(Collected data)
****************************************

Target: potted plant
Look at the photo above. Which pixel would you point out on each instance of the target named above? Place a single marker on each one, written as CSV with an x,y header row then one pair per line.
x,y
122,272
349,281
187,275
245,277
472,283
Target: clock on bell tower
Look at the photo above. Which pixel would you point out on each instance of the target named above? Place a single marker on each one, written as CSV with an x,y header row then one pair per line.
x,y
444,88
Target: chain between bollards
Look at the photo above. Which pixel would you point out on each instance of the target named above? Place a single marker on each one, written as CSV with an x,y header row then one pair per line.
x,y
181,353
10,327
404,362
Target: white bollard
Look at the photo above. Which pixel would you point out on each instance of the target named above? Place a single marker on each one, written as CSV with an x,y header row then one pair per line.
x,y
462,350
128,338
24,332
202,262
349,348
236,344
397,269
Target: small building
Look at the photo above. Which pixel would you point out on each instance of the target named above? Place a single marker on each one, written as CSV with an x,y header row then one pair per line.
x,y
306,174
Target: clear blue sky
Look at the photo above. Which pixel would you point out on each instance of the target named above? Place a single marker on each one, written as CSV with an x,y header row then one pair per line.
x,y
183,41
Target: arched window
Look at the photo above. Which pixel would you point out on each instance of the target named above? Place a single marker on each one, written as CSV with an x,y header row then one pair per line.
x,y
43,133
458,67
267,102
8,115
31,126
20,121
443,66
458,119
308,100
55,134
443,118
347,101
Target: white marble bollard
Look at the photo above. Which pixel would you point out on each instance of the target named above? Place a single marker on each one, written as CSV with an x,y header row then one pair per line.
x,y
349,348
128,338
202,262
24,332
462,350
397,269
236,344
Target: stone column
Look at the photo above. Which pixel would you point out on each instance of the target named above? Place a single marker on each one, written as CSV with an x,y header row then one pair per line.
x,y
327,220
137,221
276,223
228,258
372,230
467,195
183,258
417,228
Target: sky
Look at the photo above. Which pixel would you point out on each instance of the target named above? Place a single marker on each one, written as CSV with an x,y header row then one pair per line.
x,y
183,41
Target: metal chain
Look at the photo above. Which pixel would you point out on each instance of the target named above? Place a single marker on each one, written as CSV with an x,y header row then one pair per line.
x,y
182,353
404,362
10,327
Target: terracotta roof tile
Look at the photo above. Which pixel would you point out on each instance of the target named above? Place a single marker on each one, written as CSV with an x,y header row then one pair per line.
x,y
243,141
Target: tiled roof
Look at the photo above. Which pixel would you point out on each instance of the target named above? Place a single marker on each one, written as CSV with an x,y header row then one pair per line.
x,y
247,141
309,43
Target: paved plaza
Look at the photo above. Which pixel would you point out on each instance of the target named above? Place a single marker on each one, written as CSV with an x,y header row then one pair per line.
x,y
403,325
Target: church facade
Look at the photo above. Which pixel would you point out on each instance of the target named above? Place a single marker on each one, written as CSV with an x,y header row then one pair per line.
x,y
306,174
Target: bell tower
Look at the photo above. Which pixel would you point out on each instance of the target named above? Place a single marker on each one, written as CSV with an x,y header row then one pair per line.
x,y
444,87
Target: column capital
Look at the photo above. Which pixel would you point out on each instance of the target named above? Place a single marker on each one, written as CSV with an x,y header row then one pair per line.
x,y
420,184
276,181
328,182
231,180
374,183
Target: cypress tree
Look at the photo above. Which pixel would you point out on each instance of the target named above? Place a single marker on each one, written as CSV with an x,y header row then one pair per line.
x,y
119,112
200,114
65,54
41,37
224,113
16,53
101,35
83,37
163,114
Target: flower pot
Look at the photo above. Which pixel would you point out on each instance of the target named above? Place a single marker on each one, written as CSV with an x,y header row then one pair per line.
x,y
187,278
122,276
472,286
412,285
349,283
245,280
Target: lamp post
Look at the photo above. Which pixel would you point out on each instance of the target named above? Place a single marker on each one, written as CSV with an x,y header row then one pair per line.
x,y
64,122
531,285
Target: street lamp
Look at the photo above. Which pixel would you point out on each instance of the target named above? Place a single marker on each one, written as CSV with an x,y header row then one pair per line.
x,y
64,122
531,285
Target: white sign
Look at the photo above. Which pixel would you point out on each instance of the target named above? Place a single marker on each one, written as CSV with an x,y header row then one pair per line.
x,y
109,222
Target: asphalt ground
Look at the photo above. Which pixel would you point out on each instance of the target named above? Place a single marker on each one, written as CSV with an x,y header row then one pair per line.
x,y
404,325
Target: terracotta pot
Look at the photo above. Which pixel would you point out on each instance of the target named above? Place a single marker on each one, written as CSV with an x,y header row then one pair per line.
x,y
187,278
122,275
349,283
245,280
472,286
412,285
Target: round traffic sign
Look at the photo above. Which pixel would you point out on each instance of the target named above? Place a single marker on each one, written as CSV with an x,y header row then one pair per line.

****************************************

_STATED TASK_
Please set down every line of the entries above word for word, with nothing changed, left out, or added.

_SOLUTION BELOW_
Target: potted plant
Look at the photo above. Which pixel would you point out on each instance of the target named above? Place a single marker on each one, written as CSV with an x,y header row then one pair per line.
x,y
122,272
349,281
187,275
245,277
472,283
Target: clock on bell tower
Look at the photo above. Which pixel would you point out on each instance of the target named above? Place a single marker on each one, written as CSV with an x,y header row then one pair per line.
x,y
444,88
Target: chain between bollards
Look at the photo above. Which pixel would you point out on each instance of the target named above? Place a single marker on each one, written as CSV with an x,y header row then one pair per line.
x,y
181,353
10,327
404,362
Target: white bollard
Look at the photo above. Which pixel would you point out on each instance of the target named above? Place a single marker on each one, written as CSV with an x,y header row then one pair per line.
x,y
462,350
128,338
24,332
202,262
349,348
236,344
397,269
Target: small building
Look at the photo above. Which pixel would you point out on each instance of the target named above? Place a single marker on each one, written as CSV with an x,y header row then one pair per line.
x,y
306,174
Target: clear blue sky
Look at the photo above. Which pixel would you point out on each instance of the target named above? Place a single marker on each one, written as CSV with an x,y header row then one pair per line.
x,y
183,41
Target: arched window
Look at the photo above. Which pixel would you point out on each instance of the target named above? Place a single marker on each one, written as CSV with an x,y header row then one pair per line.
x,y
43,133
458,67
267,102
8,115
31,126
20,121
443,66
458,119
308,100
55,134
443,118
347,101
Target: white marble bollard
Look at the photo above. Which pixel would you point out on each instance of the target named above? Place a single marker on each one, written as CSV with an x,y header row then one pair per line.
x,y
349,348
128,338
202,262
24,332
462,350
397,269
236,344
Target: stone column
Look at the photo above. Which pixel would you point out on each instance of the target named above? Place a single marker on each one, written as CSV with an x,y header row then one pair per line.
x,y
327,220
137,221
276,223
228,258
372,230
467,195
183,258
417,228
Target: sky
Look at the photo above. Which pixel would you point out on each instance of the target named above? Place a single marker on each one, written as CSV with an x,y header row then one pair per line.
x,y
183,41
Target: metal chain
Look at the photo above. Which pixel would you point out on each instance of the target named above? Place a single marker on each one, written as CSV with an x,y header row then one pair per line.
x,y
182,353
404,362
10,327
Target: terracotta roof tile
Look at the photo above. Which pixel would you point out on each instance of the target named above? Place a single marker on each one, written as CSV with an x,y header row then one pair per line.
x,y
243,141
Target: tiled roof
Look at the photo above. Which pixel would you point out on each instance of the target named above? Place a single marker on each one, written as CSV with an x,y header row then one pair per line.
x,y
247,141
309,43
Target: paved plaza
Look at the photo above. Which pixel would you point out on each instance of the target named above? Place a single marker on each one, written as CSV with an x,y header row then one pair per line.
x,y
403,325
Target: church facade
Look at the photo above. Which pixel would you point out on each instance of the target named above? Place a single marker on each one, written as CSV with an x,y header row then one pair per line.
x,y
306,174
Target: bell tower
Look at the photo above. Which pixel would you point out on each instance of the target named above? Place a single marker on each one, written as CSV with an x,y header row then one pair per line.
x,y
444,87
Target: column capital
Look at the photo above. Which pixel would you point out on each instance of the target named above? Place a single marker on each one, written as CSV with an x,y header row then one pair per line.
x,y
420,184
276,181
328,182
231,180
374,183
Target: cypress tree
Look at the photo above. Which pixel would you point out on each instance of the target named above? Place a single marker on each one, written as CSV with an x,y header row then one pair per line.
x,y
119,112
200,114
65,54
41,37
224,113
16,53
101,35
83,37
163,114
Target: flower pot
Look at the photo above. Which pixel would you point out on each instance of the target named above? Place a single marker on each one, written as CSV with an x,y header row then one pair per line.
x,y
187,278
122,276
472,286
412,285
349,283
245,280
Target: lamp post
Look at the photo above. Which pixel would you point out on each instance of the target named above? Place a single marker on each one, written as CSV with an x,y header row then one pair per line.
x,y
64,122
531,285
Target: street lamp
Look at the photo above. Which pixel would you point out on each instance of the target named above? Place a single marker on each one, written as CSV with an x,y header row then one pair per line.
x,y
64,122
531,285
Target: white sign
Look at the photo above. Which pixel would you point out on each instance of the target named above? Place a single marker on each one, written as CSV with an x,y header row then one pair per line.
x,y
109,222
Target: asphalt ground
Look at the photo above. Which pixel would you point out on each instance of the target named above? Place a single marker on each one, written as CSV with an x,y header row then one pair per line.
x,y
404,325
Target: terracotta pot
Look at the photo above. Which pixel would you point out on each instance of the target named above? Place a single marker on each one, written as CSV with an x,y header row then one pair per line.
x,y
187,278
122,275
349,283
245,280
472,286
412,285
Target: round traffic sign
Look at the photo above. Which pixel would you point out on each instance of the target named above? Place a single marker on each one, written as CSV with an x,y header row then one pair per line.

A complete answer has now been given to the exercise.